───── EXCERPT
People are the best judge of democracy
Guo Chushan


Editor's note: Guo Chushan is a commentator on international affairs. The article reflects the author's opinions and not necessarily the views of CGTN.

July 1, 2021 marks the 100th anniversary of the founding of the Communist Party of China (CPC). With a grand gathering and a special gala in celebration, the whole country was filled with great jubilation, showing the vigor of the Chinese people and the prosperity of the Chinese nation.

Alas, holidays are not always celebrated with joy. On the same day across the Pacific, Canada celebrated its National Day, yet not in a festive mood. Unmarked graves of thousands of indigenous children have been discovered, sending shock waves throughout the world. Many Canadians took to the streets in protest, demanding that the government investigate and hold accountable those who violated the rights of indigenous people and brutally murdered the indigenous children. Nearly 20 churches were set on fire or spray-painted. The National Day became a "Day of Rage".

A few days later, on July 4, the United States celebrated its Independence Day. Unfortunately, according to CNN reports citing data from the Gun Violence Archive, there were more than 400 shootings across the country over the Independence Day weekend, resulting in more than 150 deaths.
──────────
───── DATA FOR REVIEW
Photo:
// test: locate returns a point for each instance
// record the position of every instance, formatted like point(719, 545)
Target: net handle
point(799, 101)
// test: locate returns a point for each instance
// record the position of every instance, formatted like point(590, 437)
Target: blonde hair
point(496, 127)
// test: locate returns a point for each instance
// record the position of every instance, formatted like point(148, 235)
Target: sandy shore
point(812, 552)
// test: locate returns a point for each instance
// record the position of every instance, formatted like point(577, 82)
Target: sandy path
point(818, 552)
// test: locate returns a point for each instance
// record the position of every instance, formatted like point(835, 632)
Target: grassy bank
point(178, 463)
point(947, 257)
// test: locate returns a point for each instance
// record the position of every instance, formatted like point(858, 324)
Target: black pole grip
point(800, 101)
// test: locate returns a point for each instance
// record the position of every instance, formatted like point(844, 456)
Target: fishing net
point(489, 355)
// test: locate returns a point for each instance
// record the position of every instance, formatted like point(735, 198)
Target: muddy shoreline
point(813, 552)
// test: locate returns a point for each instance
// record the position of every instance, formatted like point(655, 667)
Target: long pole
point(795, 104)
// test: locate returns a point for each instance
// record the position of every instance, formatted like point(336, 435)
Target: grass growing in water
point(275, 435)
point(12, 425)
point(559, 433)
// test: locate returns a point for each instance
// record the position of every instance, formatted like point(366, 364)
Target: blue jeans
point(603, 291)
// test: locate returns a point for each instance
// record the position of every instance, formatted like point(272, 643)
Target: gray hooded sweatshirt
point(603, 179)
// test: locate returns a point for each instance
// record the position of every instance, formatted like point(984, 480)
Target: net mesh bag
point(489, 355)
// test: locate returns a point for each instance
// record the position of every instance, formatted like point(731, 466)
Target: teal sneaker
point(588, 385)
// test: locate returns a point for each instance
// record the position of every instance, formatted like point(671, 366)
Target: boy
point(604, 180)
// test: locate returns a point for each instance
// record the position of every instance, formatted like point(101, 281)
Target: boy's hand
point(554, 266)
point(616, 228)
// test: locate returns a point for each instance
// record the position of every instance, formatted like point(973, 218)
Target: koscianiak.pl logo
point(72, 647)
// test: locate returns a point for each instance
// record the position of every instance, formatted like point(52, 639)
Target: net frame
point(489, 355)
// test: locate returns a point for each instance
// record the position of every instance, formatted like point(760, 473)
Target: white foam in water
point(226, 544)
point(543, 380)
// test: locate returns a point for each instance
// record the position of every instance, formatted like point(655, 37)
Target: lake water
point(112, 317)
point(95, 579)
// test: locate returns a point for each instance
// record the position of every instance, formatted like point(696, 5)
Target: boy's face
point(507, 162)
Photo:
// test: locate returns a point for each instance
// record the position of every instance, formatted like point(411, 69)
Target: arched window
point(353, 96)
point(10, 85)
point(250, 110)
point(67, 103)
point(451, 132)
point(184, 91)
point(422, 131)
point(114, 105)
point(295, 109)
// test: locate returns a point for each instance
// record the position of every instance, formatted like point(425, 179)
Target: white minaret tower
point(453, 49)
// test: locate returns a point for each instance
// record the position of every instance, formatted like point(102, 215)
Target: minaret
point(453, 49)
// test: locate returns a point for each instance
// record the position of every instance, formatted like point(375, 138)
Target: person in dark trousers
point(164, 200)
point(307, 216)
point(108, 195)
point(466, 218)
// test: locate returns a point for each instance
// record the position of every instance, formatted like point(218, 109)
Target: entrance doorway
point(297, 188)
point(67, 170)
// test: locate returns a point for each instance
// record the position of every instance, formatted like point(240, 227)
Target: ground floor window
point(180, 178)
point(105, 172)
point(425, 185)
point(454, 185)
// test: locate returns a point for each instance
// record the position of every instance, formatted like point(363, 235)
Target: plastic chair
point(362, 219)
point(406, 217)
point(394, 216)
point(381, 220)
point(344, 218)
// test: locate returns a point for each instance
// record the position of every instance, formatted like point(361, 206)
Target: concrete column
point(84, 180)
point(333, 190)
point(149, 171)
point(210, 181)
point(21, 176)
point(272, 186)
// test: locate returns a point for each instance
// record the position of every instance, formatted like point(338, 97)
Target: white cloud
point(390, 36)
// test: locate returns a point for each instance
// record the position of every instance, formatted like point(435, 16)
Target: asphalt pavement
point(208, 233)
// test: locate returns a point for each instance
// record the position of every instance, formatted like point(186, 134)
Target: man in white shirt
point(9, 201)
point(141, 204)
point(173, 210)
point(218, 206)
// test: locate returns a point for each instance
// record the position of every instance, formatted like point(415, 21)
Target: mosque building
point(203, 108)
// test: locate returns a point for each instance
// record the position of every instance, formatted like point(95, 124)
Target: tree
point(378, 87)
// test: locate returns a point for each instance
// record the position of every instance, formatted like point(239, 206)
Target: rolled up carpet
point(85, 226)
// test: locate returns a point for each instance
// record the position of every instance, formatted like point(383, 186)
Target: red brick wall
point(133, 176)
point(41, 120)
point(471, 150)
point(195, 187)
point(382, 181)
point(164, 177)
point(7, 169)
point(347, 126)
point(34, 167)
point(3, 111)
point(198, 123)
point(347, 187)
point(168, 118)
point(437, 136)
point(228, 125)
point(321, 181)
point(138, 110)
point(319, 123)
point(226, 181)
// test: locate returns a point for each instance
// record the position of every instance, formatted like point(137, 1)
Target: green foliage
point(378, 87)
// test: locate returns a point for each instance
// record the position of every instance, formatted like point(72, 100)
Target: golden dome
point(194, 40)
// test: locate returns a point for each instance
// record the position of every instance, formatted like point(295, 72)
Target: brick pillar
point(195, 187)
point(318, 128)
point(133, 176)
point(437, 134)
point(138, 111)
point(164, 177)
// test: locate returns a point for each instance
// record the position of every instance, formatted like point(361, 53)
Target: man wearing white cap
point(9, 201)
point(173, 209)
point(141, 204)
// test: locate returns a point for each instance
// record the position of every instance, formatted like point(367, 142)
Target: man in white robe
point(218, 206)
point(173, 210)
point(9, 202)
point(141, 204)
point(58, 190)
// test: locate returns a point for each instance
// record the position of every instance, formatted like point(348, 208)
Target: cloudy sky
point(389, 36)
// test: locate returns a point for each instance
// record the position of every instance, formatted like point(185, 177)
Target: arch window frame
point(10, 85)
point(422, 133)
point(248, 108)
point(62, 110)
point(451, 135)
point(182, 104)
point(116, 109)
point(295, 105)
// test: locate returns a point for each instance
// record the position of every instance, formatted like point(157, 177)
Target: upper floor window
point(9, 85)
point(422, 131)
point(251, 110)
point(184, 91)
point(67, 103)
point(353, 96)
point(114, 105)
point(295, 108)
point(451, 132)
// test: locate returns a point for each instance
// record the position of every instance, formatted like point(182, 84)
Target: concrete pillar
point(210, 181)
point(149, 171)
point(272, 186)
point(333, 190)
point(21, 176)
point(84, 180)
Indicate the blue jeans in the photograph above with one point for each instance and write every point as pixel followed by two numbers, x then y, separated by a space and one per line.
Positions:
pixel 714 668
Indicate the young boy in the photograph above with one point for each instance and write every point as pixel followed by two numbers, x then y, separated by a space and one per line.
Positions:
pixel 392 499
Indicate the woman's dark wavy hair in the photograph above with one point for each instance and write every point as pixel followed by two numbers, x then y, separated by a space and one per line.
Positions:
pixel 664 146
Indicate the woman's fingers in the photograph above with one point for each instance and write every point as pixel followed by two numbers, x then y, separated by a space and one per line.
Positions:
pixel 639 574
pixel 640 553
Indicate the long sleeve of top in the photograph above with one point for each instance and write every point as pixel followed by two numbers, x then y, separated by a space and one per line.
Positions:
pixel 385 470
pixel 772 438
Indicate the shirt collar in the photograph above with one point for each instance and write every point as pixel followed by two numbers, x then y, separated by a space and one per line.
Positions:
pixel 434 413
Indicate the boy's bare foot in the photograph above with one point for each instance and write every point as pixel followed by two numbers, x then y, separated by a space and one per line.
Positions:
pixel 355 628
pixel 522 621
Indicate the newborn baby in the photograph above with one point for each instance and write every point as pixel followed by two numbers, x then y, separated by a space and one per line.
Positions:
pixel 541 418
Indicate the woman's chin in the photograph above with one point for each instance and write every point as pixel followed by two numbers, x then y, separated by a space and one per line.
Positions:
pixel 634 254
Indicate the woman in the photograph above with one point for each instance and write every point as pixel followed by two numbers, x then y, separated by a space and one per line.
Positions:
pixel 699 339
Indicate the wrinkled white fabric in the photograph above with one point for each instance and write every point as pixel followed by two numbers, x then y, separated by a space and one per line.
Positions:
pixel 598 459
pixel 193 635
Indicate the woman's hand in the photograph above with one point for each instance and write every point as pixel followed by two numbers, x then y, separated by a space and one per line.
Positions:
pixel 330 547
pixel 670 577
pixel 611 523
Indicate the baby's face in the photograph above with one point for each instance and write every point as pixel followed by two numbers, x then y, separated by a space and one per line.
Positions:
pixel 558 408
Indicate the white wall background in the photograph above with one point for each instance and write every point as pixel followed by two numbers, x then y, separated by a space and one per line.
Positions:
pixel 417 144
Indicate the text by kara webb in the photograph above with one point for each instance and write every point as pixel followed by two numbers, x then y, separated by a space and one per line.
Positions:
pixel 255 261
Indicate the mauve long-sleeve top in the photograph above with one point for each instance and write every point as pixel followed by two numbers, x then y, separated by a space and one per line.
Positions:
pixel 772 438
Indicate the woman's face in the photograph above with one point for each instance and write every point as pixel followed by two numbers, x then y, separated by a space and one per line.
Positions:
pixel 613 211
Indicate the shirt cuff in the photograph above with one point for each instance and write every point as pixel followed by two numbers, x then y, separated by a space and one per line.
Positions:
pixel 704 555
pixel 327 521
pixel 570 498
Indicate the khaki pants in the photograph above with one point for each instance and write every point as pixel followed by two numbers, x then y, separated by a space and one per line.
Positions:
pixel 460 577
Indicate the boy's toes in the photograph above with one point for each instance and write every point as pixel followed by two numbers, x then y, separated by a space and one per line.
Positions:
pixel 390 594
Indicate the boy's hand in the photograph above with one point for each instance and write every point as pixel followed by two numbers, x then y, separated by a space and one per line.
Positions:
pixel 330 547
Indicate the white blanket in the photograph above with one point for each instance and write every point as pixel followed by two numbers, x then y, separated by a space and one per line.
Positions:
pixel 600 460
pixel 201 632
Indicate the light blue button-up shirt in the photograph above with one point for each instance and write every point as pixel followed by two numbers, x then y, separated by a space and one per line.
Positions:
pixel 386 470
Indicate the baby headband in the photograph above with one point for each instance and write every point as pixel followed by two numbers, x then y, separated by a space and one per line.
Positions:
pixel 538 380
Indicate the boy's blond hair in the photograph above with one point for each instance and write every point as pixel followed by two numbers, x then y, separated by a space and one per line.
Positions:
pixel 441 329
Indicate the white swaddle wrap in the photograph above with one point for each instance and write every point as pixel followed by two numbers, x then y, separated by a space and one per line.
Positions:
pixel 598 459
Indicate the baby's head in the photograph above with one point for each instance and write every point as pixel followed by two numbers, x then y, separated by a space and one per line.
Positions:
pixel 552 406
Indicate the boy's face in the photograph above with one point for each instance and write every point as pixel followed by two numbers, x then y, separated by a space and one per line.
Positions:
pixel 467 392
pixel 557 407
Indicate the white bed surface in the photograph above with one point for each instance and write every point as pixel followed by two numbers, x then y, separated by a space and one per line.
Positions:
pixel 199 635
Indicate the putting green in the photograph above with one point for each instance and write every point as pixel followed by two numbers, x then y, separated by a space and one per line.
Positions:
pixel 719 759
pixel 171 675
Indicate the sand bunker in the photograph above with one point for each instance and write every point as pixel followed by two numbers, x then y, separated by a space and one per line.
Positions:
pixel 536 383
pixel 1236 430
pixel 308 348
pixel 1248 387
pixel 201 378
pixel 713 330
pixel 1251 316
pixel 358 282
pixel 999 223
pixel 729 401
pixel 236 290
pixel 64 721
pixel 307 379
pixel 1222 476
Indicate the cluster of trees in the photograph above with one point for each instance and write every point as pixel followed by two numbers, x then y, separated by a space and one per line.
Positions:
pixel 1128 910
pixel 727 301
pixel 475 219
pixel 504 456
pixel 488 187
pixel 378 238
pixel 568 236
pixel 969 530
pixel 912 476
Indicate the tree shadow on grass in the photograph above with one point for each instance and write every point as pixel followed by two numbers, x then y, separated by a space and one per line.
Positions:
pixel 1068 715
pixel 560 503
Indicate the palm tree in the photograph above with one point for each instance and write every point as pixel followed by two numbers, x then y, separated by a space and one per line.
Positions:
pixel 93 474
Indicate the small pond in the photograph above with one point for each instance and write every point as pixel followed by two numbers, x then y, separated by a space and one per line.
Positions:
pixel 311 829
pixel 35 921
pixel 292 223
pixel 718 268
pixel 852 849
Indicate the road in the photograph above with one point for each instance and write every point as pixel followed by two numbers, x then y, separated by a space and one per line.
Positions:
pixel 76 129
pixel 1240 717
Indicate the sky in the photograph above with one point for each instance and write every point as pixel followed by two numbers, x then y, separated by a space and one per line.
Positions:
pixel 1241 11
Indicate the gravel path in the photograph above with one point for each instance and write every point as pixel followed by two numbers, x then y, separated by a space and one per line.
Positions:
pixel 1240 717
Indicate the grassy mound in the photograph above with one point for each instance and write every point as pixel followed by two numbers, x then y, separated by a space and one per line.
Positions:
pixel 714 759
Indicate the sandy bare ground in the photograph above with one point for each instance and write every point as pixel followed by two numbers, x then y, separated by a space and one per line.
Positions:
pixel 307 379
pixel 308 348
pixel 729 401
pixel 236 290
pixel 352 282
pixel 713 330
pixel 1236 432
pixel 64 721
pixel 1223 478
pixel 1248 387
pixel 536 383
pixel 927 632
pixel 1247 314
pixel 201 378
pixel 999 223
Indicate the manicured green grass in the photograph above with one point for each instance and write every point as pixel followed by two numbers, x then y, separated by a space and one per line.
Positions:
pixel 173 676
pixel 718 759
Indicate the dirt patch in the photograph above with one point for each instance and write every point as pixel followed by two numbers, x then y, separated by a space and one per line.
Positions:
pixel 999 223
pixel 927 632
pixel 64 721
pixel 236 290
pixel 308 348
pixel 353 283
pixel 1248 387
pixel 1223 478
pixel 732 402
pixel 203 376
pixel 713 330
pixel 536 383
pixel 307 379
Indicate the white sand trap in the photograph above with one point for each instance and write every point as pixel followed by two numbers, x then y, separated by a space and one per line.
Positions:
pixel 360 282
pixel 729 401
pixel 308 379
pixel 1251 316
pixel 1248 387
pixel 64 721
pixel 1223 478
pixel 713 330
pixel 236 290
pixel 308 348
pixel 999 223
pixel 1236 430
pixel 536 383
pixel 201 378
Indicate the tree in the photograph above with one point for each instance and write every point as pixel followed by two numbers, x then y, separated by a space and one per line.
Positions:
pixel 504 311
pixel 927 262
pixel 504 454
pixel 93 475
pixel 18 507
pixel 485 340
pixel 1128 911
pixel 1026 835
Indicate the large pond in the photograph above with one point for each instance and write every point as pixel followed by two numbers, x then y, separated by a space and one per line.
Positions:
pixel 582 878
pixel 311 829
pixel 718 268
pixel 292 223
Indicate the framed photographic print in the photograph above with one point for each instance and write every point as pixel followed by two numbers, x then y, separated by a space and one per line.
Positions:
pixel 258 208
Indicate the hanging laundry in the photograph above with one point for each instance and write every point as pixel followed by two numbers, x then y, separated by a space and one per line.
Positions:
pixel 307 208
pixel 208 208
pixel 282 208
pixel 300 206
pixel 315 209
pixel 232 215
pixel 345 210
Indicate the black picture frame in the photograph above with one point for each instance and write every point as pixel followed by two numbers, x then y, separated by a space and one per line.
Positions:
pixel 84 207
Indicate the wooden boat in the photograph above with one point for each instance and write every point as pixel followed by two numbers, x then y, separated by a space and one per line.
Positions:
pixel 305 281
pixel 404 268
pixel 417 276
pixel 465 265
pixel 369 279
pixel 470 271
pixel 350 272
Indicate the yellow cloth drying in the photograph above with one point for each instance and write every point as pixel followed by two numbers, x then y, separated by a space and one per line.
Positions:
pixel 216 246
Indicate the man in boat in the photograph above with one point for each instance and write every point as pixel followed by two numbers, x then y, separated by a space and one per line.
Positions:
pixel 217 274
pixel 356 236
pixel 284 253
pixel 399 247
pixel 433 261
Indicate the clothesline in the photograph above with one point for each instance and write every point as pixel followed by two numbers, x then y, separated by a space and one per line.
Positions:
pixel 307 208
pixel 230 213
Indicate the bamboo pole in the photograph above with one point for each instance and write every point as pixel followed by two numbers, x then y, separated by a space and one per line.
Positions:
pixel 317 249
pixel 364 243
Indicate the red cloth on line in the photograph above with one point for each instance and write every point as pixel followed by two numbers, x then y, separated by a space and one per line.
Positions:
──────────
# DIRECTIONS
[a] Summarize the commentary in two sentences.
[b] Extract the portion of the commentary starting at "A few days later, on" and ending at "than 150 deaths.", copying it word for word.

# COMPLETED EXERCISE
[a] The commentary notes that on July 1, 2021, China marked the 100th anniversary of the Communist Party of China's founding with a grand gathering and gala. On the same day, Canada's National Day became a "Day of Rage" after the discovery of unmarked graves of indigenous children, and a few days later the US Independence Day weekend saw more than 400 shootings and over 150 deaths, according to CNN reports citing Gun Violence Archive data.

[b]
A few days later, on July 4, the United States celebrated its Independence Day. Unfortunately, according to CNN reports citing data from the Gun Violence Archive, there were more than 400 shootings across the country over the Independence Day weekend, resulting in more than 150 deaths.